DOCUMENT EXTRACT =>
------------------------
WASHINGTON, D.C. – Congressman Raúl M. Grijalva (D-AZ) responded today to the death of a 36-year-old woman being held in Immigration and Customs Enforcement (ICE) custody at Eloy Detention Center, a for-profit detention center in Arizona. Raquel Calderón de Hildago is the third detainee to die in the past two months in ICE facilities, and the 15th immigrant fatality at Eloy since 2003.
“I am disturbed to learn of yet another life lost in Eloy Detention Center,” Rep. Grijalva said. “Raquel Calderón de Hildago is the latest victim in a long and tragic history of fatal neglect at for-profit prisons and detention centers. Sadly, Eloy plays a leading role in establishing this troubling history, and its continued operation outside of Phoenix is tarnishing our state.
“Transparency and accountability about the rising number of detainee deaths is desperately needed for the families seeking closure, and for our nation to ultimately end this public health crisis. The Department of Homeland Security should make public the results of its investigation into Raquel’s death at the earliest possible opportunity. They should do the same with the results of any other death investigations that are not yet public. It is also imperative that the Homeland Security Advisory Council subcommittee’s evaluation of private detention facilities take into consideration the grave record of care and the resulting deaths in these facilities. This latest heartbreak is another reason why our federal government should cut ties with the for-profit prison industry once and for all.”
------------------------
RECORD EXTRACTS =>
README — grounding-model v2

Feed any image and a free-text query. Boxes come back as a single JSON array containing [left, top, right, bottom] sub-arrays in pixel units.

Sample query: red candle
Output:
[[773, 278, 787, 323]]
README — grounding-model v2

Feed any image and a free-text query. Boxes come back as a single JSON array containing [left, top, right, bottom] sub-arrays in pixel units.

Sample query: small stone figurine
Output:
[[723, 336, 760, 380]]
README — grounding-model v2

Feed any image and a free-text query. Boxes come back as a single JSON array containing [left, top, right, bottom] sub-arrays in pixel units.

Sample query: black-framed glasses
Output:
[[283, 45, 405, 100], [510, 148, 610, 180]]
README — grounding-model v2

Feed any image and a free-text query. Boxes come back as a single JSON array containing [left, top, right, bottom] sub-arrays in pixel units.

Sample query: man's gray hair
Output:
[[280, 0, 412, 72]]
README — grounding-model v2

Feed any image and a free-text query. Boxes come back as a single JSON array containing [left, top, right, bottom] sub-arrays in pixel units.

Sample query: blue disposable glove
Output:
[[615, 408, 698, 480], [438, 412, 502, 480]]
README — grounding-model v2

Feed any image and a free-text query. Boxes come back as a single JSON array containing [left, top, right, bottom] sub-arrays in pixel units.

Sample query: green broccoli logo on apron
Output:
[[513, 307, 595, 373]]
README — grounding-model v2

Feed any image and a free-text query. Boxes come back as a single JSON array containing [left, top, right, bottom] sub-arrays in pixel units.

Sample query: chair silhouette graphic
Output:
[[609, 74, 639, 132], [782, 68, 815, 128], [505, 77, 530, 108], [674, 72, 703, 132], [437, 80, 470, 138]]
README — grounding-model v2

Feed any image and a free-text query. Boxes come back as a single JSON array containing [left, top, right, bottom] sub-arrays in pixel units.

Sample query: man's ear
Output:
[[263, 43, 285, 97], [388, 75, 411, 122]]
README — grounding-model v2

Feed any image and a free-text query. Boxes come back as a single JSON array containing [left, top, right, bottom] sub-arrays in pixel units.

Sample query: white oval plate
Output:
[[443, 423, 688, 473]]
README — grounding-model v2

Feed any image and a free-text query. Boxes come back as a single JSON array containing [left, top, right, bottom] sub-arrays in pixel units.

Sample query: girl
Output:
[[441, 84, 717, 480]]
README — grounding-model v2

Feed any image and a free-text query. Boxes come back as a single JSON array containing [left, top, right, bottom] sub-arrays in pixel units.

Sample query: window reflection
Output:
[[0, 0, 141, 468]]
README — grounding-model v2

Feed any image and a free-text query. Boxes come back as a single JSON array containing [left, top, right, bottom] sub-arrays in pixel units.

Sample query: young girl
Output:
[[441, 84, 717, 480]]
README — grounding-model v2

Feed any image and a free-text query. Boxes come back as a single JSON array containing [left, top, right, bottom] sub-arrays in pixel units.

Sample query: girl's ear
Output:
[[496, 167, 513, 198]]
------------------------
EXERCISES =>
(A) Answer these questions from the press release about the Eloy detainee death:
(i) How old was the woman who died in ICE custody?
(ii) What number is her death among immigrant fatalities at Eloy since 2003?
(iii) Which department should make public the results of its investigation into her death?
(B) Swap "for-profit" for "privately run" in the press release about the Eloy detainee death, and give the passage from "WASHINGTON, D.C. –" up to and including "tarnishing our state." with that change.
(C) Finish out the next part of the press release about the Eloy detainee death, picking up after its final sentence.
The listing has no connection to the press release about the Eloy detainee death.

ANSWERS PROVIDED =>
(A)
(i) 36 years old.
(ii) The 15th.
(iii) The Department of Homeland Security.

(B)
WASHINGTON, D.C. – Congressman Raúl M. Grijalva (D-AZ) responded today to the death of a 36-year-old woman being held in Immigration and Customs Enforcement (ICE) custody at Eloy Detention Center, a privately run detention center in Arizona. Raquel Calderón de Hildago is the third detainee to die in the past two months in ICE facilities, and the 15th immigrant fatality at Eloy since 2003.
“I am disturbed to learn of yet another life lost in Eloy Detention Center,” Rep. Grijalva said. “Raquel Calderón de Hildago is the latest victim in a long and tragic history of fatal neglect at privately run prisons and detention centers. Sadly, Eloy plays a leading role in establishing this troubling history, and its continued operation outside of Phoenix is tarnishing our state.

(C)
Rep. Grijalva has consistently called for accountability and action following deaths at the Eloy Detention Center. In July 2014, he called for the release of DHS’s internal reviews of the Eloy facility after José de Jesús Deniz Sahagún was found dead in his solitary confinement cell. Grijalva later shared Deniz Sahagún’s story in an op-ed raising awareness about medical neglect at for-profit detention centers.
Grijalva also joined forces with Senator Bernie Sanders (I-VT) to introduce the Justice Is Not For Sale Act, legislation that would end the federal government’s use of private detention facilities and implement justice reforms to help address mass incarceration in the United States.